◆ PROMPT ◆
Please extract each line from the rows below that contains the string "window", and treat uppercase and lowercase letters as different.
-- Begin DATA --
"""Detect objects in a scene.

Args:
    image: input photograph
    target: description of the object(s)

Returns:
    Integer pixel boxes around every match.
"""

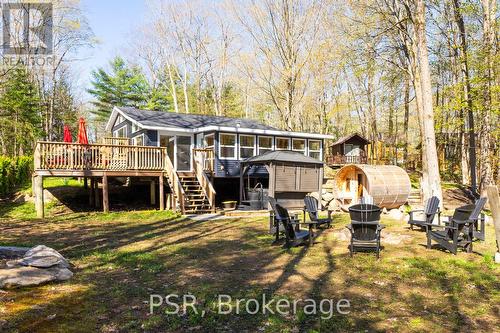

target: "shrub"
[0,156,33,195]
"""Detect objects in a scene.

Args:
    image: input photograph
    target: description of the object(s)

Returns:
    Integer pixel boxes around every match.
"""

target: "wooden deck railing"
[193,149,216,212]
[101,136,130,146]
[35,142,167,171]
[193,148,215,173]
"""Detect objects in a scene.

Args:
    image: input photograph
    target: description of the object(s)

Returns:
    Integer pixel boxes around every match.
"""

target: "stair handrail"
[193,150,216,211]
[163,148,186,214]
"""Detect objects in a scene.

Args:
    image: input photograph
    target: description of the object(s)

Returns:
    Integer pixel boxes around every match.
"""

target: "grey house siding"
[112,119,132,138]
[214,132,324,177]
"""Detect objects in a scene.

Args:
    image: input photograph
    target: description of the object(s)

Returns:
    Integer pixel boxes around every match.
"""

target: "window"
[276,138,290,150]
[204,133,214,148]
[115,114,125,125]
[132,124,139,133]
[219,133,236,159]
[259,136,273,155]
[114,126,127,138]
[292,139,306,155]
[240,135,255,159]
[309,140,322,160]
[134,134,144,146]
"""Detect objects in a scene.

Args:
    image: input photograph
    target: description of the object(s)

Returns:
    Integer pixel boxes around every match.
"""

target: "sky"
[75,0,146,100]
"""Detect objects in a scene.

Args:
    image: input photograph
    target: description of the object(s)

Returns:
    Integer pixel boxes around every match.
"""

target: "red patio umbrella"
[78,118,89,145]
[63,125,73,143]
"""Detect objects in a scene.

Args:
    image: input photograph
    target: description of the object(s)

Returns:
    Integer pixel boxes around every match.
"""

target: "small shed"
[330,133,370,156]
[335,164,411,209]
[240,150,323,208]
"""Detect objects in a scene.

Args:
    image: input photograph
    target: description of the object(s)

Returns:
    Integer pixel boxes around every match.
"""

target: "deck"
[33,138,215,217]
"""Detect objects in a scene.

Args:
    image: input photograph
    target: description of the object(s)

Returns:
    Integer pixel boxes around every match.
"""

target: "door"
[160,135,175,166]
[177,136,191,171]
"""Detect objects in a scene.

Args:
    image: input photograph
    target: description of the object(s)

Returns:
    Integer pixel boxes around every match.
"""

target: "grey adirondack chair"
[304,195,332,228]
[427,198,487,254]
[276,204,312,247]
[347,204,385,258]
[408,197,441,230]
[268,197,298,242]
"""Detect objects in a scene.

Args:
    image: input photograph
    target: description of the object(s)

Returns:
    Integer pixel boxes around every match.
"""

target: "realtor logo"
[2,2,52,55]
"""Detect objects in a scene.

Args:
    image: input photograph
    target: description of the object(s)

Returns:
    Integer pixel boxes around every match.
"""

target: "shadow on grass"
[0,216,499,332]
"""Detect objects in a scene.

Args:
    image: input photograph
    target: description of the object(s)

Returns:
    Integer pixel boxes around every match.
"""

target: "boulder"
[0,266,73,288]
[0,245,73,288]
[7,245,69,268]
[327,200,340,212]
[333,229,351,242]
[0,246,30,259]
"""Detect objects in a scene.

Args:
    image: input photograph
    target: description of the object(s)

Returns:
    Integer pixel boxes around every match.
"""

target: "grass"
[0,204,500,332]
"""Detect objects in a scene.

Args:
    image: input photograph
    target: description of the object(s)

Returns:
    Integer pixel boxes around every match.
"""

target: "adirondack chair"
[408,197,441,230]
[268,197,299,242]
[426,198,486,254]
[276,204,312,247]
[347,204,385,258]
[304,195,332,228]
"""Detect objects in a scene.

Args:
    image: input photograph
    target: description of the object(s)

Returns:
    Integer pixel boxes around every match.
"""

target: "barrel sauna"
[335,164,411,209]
-- End DATA --
-- Begin DATA --
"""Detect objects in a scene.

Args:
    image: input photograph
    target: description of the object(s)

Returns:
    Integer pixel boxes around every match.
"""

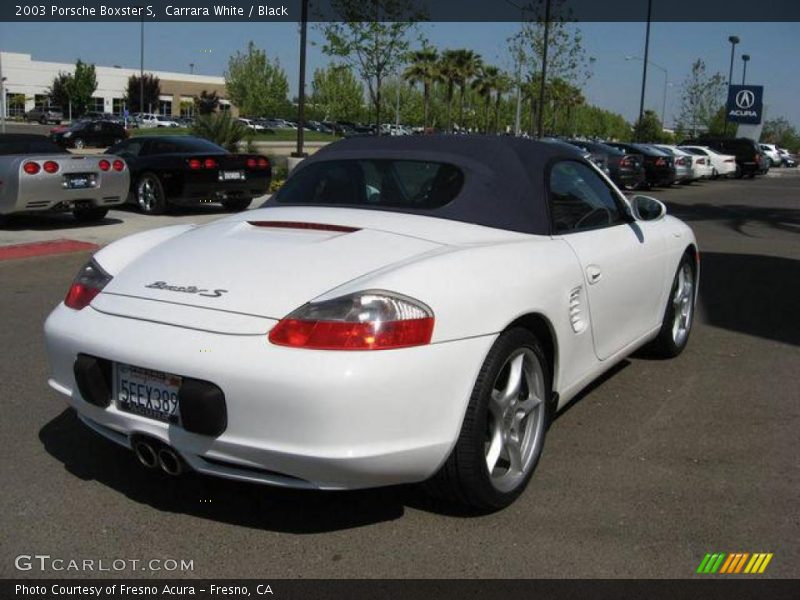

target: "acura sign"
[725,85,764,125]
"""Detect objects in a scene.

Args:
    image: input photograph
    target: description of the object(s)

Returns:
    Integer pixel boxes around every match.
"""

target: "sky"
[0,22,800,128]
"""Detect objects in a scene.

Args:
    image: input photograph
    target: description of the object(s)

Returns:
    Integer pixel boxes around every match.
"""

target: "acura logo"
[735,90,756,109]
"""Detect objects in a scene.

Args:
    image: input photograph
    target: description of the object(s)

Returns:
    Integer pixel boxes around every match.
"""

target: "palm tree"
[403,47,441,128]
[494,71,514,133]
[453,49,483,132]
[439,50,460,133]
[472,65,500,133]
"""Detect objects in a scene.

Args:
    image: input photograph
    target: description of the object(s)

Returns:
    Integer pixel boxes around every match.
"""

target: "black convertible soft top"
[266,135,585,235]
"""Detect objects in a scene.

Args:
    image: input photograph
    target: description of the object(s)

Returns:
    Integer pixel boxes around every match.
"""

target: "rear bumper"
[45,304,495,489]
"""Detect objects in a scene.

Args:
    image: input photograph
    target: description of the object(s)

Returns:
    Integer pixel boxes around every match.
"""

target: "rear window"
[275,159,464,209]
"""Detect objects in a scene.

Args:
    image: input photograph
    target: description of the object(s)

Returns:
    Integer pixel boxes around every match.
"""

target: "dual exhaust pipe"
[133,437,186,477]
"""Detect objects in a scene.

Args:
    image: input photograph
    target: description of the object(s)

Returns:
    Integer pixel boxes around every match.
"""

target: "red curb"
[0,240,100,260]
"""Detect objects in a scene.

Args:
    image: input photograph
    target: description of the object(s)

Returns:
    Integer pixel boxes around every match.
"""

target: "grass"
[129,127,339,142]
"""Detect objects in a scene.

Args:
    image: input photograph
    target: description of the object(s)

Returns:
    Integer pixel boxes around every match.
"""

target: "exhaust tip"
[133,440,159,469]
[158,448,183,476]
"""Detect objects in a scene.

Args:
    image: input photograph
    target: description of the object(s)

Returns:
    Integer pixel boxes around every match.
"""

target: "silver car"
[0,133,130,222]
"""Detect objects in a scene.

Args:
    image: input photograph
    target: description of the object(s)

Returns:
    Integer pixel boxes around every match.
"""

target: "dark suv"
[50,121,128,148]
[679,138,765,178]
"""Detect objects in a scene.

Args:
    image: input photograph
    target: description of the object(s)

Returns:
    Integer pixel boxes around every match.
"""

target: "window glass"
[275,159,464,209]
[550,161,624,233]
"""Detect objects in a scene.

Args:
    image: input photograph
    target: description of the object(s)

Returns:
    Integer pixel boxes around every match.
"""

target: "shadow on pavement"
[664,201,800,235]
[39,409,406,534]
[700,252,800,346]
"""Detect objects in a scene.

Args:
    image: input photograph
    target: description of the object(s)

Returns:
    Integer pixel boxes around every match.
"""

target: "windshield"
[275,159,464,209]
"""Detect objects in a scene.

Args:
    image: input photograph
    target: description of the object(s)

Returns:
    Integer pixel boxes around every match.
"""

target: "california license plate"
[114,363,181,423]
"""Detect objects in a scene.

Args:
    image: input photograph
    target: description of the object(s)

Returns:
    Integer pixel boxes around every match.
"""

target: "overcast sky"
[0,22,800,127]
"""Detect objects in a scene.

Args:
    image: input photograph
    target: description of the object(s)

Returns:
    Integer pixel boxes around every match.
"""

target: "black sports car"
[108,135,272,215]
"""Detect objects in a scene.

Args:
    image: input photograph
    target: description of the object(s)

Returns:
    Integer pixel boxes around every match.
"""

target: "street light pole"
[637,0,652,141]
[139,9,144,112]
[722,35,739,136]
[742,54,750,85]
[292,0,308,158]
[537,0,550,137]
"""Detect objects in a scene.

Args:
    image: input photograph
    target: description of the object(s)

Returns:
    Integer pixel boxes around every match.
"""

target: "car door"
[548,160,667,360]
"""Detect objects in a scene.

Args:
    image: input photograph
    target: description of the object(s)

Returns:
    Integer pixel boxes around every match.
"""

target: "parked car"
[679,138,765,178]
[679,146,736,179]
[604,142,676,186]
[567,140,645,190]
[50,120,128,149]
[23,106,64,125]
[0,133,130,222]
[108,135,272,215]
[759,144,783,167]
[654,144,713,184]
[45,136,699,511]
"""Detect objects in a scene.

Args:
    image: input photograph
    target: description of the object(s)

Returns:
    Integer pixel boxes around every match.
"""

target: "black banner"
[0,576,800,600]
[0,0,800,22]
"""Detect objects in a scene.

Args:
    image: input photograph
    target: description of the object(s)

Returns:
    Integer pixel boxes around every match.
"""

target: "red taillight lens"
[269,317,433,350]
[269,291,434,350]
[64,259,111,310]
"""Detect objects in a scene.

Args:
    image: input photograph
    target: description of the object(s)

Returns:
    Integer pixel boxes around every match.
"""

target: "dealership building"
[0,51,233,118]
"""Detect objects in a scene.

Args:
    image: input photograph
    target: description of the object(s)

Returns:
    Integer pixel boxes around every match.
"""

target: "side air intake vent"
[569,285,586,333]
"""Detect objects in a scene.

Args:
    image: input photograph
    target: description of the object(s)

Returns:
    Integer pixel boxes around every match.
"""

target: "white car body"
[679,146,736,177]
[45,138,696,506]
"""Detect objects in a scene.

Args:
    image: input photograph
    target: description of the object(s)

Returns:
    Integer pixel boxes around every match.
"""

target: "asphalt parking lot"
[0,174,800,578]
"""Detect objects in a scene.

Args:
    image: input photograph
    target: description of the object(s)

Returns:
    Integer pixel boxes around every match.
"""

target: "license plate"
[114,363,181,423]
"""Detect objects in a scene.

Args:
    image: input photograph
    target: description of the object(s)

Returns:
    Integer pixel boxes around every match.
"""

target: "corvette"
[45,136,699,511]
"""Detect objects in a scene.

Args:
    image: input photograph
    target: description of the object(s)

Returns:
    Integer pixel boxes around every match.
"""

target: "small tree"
-- End DATA --
◆ RESPONSE BELOW ◆
target: "window"
target: "rear window"
target: "window glass"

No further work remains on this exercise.